> _ANWEISUNGEN_:
1 – Prüfen Sie, ob die folgenden Aussagen mit dem Interview über den SIA übereinstimmen: (a) Der SIA ist älter als die ETH Zürich. (b) Stefan Cadosch beschäftigt in seinem Zürcher Büro derzeit zehn Mitarbeitende. (c) Eine SIA-Norm hat den Rang eines Gesetzes. Antworten Sie jeweils mit Ja oder Nein und zitieren Sie die entscheidenden Worte des Interviews wörtlich.
2 – Übertragen Sie aus dem Interview über den SIA den Abschnitt wortgetreu, der bei den Worten „Bild: Philipp Böni“ einsetzt, und hören Sie nach den Worten „in der Planungswelt.“ auf.

> _ANGEZEIGTER TEXT_:
>>>
Bild: Philipp Böni – Stefan Cadosch, Architekt und Präsident des Schweizerischen Ingenieur- und Architektenvereins SIA, sprach mit uns über seine Sicht auf das Facility Management und über dessen Bedeutung in der Planungswelt.

Stefan Cadosch ist von Haus aus Architekt, mit einem eigenen Büro in Zürich und mit aktuell sieben Mitarbeitenden. Und er ist seit rund sieben Jahren Präsident des SIA (Schweizerischer Ingenieur- und Architektenverein), einer der ältesten Vereine in der Schweiz – 182 Jahre alt und damit älter als die Eisenbahn oder die ETH Zürich.

Den SIA gibt es seit 182 Jahren – wer war der SIA damals und wer ist er heute?
Zur Gründungszeit war der SIA stark Eisenbahn-orientiert und vereinte deshalb viele Bauingenieure, aber auch stets viele Baumeister und Architekten. Man muss sich vorstellen, wenn jemand damals aus dem Kanton Graubünden nach Aarau zum Gründungsakt kam, reiste er vier Tage hin und wieder vier Tage zurück. Es ist weltweit einzigartig, dass Architekten und Ingenieure zusammen einen solchen Verein auf die Beine stellten. Wir sind heute einer der massgebenden Berufsverbände in den Themen Bau, Technik und Umwelt, vor allem fokussiert auf die Planung. Es gibt rund 18 Berufsdisziplinen in vier Berufsgruppen unter einem Dach, die ganze Bandbreite dessen, was es braucht, um ein Gebäude richtig zu planen. Diese verschiedenen Charaktere und Weltanschauungen machen es nicht immer einfach, ich empfinde das aber als sehr bereichernd. Wir alle können stark voneinander profitieren.

Der Mann auf der Strasse kennt den SIA vor allem durch seine Normen…
Wir haben – historisch bedingt – früh damit begonnen, das Baunormenwesen zu gestalten. Heute ist es ein staatlicher Auftrag, diese Normenlandschaft zu pflegen und zu unterhalten. Eine Norm ist kein Gesetz. Sie bildet die Regeln der Baukunde ab. Wenn sich diese dramatisch ändern, zum Beispiel durch neue Technologien, lassen sich Normen im Gegensatz zu Gesetzen verhältnismässig einfach ändern. Wir haben es geschafft, dass die SIA-Normen eine hohe Akzeptanz geniessen. Diese erreicht man nur, wenn die wichtigsten Player involviert sind. Alle dürfen sich beteiligen. Der SIA ist der Verwalter, der diese Menschen zusammenbringt, die dann etwas erarbeiten. Der Einigungsprozess ist sehr wichtig. Es geht nicht darum, etwas vorzuschreiben, sondern abzubilden, auf was sich die verschiedenen Akteure geeinigt haben.

Was fällt Ihnen spontan zum Begriff Facility Management ein?
<<<
> _GEGEBENE ANGABEN_:
>>>
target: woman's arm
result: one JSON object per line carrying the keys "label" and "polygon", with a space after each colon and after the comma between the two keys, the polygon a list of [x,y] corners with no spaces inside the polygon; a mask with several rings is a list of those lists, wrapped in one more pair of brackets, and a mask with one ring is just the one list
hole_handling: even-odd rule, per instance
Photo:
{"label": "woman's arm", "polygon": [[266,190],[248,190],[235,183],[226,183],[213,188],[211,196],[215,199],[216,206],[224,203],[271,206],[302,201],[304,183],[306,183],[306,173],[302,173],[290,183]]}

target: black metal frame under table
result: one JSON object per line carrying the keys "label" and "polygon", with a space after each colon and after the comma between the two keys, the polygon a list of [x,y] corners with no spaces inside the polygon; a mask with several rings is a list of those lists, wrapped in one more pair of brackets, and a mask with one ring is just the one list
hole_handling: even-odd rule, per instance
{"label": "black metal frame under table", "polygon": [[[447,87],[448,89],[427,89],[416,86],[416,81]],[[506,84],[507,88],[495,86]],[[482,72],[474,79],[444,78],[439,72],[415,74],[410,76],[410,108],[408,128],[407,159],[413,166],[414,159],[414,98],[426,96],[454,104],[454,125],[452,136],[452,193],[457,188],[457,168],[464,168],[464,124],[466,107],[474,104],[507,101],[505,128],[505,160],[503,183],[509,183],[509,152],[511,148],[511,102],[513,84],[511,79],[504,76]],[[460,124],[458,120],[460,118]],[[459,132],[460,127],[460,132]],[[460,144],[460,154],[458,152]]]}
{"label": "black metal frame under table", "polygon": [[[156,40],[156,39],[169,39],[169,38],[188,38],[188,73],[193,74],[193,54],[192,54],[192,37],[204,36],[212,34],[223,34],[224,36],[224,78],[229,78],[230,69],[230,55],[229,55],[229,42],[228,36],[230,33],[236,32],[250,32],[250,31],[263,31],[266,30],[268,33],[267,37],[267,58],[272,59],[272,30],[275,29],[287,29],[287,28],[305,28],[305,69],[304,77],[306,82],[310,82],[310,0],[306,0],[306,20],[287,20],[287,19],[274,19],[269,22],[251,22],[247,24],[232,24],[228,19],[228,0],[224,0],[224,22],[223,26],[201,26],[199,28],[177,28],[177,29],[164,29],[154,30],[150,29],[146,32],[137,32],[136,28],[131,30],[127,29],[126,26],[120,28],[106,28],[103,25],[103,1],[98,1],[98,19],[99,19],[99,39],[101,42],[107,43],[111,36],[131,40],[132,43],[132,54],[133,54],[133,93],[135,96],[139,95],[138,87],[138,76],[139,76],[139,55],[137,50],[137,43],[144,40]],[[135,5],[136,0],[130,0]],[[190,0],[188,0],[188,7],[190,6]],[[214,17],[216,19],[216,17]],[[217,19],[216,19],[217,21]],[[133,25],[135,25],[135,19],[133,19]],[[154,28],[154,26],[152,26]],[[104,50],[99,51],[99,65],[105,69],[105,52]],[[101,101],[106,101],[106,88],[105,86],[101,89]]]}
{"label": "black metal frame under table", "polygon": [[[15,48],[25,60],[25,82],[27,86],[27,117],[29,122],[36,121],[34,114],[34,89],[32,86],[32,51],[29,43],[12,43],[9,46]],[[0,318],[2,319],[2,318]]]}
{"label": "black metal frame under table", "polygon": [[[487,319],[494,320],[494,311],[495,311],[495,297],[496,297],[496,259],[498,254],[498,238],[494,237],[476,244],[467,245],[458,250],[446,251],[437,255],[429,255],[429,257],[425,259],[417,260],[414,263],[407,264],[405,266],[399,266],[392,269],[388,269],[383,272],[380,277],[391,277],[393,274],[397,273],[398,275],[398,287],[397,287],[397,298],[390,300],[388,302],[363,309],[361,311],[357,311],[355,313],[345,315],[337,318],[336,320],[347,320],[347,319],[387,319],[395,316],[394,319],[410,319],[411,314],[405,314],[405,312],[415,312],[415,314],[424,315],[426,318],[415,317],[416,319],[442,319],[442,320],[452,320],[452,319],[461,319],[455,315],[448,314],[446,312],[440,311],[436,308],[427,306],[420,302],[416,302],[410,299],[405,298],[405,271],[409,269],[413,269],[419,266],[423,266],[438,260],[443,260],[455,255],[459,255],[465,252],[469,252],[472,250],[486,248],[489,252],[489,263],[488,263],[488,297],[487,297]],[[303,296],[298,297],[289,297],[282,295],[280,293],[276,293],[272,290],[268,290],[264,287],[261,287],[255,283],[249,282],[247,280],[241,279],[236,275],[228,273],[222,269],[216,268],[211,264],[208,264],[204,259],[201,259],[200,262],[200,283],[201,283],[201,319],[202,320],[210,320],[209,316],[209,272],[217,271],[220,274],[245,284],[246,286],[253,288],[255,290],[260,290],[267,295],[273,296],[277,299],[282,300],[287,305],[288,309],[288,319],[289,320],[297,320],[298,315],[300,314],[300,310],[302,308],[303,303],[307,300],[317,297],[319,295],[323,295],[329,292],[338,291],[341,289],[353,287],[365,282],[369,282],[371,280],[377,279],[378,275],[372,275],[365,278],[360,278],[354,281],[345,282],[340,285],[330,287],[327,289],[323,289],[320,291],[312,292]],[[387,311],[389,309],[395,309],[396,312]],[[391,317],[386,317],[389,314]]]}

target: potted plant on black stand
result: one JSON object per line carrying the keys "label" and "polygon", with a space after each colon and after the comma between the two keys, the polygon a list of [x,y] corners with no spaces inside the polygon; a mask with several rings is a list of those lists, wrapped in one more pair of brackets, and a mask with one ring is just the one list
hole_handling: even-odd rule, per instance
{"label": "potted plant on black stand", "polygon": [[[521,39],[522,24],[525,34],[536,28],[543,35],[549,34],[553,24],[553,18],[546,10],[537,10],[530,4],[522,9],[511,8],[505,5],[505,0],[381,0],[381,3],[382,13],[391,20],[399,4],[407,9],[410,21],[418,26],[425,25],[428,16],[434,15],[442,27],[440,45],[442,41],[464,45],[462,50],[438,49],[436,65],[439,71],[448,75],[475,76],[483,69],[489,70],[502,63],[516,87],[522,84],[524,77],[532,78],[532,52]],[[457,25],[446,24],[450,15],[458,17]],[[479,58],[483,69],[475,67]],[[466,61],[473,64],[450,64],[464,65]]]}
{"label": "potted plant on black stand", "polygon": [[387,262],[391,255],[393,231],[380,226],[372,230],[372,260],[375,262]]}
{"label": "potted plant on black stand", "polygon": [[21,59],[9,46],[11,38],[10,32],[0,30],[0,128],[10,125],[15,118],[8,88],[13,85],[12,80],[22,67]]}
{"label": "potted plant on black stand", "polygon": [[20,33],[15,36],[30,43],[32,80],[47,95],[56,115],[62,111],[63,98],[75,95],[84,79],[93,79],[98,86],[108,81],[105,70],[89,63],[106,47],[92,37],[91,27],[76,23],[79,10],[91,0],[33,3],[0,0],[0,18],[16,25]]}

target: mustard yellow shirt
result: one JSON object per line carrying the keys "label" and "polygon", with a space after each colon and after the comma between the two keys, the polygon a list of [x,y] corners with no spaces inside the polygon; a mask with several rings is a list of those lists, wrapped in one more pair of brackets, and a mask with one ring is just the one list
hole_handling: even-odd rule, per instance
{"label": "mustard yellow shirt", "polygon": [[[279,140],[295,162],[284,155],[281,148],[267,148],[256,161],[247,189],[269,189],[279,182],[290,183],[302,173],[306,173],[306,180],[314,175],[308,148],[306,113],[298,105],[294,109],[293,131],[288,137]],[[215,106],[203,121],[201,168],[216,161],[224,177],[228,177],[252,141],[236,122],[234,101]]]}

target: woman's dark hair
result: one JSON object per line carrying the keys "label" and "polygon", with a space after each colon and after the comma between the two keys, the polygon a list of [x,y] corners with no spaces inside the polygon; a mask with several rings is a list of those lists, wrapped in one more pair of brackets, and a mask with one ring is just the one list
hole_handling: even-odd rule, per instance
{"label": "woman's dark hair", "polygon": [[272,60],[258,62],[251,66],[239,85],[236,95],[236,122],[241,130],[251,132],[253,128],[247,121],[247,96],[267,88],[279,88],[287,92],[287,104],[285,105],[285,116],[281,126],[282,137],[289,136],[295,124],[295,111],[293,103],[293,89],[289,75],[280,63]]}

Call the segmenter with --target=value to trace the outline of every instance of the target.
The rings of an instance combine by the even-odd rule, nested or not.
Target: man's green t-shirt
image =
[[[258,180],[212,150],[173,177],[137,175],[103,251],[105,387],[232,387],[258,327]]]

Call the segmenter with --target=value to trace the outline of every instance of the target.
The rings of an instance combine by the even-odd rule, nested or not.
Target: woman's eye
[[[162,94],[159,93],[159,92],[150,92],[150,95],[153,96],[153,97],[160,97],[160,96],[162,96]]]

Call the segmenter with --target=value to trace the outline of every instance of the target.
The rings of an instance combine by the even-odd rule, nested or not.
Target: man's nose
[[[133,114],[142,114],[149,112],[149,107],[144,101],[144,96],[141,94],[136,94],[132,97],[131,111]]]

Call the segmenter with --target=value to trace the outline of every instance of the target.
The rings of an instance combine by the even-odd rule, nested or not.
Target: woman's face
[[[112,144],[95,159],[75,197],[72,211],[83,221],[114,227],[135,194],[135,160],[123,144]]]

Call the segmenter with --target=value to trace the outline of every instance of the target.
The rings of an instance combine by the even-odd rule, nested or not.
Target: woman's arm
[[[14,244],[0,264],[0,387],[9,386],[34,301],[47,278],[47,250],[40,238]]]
<<<
> _ENDERGEBNISSE_:
1 –
(a) Ja: „182 Jahre alt und damit älter als die Eisenbahn oder die ETH Zürich“
(b) Nein: „mit aktuell sieben Mitarbeitenden“
(c) Nein: „Eine Norm ist kein Gesetz.“

2 –
Bild: Philipp Böni – Stefan Cadosch, Architekt und Präsident des Schweizerischen Ingenieur- und Architektenvereins SIA, sprach mit uns über seine Sicht auf das Facility Management und über dessen Bedeutung in der Planungswelt.